# TEXT TO READ:
—————

Yes, look at microsoft who is building huge research and development centers in India and China. Engineering jobs are going overseas. There are millions of people in third world countries graduating with engineering degrees who can design stuff at a fraction of the cost.

Rez O. Lewshun said:
As long as the USA is the innovator we will stay ahead. We will be the first country in World History to dominate not by conquering but by innovating.
Technologically the USA lags behind other countries. We aren't the worlds innovator but rather the worlds consumer.
 
Draginass said:
The problem is the Chinese, North Koreans, Iranians, and a lot of other "people" in the world do not control their government. "Their" government controls them.

I think you are just trying fit your politics into the situation. You aren't going to change the world...overnight, but you can buy some cheap stuff Made In China...probably alot of it...

I think the long term goal is not get China on the hyperconsumption plan. This will dilute and eliminate communism....

As far as Iran and N. Korea, it will take alot longer....
 
duke600 said:
Yes, look at microsoft who is building huge research and development centers in India and China. Engineering jobs are going overseas. There are millions of people in third world countries graduating with engineering degrees who can design stuff at a fraction of the cost.

—————

# DATA SUPPLIED:
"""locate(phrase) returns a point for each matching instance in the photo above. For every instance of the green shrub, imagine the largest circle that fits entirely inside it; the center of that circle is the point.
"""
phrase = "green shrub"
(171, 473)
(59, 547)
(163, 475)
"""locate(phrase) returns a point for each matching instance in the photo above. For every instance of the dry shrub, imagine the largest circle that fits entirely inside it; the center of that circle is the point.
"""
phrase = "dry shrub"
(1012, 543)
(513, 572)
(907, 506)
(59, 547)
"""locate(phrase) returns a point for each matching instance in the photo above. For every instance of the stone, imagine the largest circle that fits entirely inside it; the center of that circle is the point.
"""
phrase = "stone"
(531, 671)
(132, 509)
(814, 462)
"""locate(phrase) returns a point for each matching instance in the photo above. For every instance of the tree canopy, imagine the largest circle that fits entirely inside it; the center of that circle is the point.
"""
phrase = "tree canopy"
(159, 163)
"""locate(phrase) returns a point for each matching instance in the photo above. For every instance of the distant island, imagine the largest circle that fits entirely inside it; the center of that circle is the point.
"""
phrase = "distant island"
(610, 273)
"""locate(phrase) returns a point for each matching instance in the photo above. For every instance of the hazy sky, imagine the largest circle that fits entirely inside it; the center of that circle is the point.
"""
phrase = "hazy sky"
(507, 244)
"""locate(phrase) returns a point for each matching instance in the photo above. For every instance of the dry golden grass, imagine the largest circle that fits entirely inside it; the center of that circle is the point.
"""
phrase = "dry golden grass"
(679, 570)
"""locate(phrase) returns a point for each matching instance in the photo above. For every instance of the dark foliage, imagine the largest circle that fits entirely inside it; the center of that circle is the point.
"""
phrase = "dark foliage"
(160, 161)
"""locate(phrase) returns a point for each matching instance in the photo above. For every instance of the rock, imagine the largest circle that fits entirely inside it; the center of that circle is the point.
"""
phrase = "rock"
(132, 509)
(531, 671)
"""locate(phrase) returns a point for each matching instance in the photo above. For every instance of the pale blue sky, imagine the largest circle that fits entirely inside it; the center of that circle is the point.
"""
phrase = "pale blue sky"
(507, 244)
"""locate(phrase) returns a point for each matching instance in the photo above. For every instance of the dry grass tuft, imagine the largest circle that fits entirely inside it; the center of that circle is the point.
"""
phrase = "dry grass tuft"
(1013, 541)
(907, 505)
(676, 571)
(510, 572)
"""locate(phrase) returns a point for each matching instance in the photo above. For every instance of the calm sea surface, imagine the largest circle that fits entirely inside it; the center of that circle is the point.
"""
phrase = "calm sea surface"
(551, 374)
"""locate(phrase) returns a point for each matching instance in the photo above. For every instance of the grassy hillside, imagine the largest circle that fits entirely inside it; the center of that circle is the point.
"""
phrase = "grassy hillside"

—————

# OBJECTIVES:
#1 Summarize the forum discussion in three sentences.
#2 Count the lines of the entries that contain the string "blue". Case counts. Give only the number.

# OUTPUTS:
#1 Citing Microsoft's large research and development centers in India and China, the forum discussion notes that engineering jobs are going overseas to millions of engineering graduates in third world countries who can design at a fraction of the cost. Against the claim that innovation will keep the USA ahead, one reply holds that the country lags behind other countries technologically and is the world's consumer rather than its innovator. Another reply contends that a poster is trying to fit politics into the situation, adding that the world will not change overnight but that cheap goods made in China can be bought.

#2 2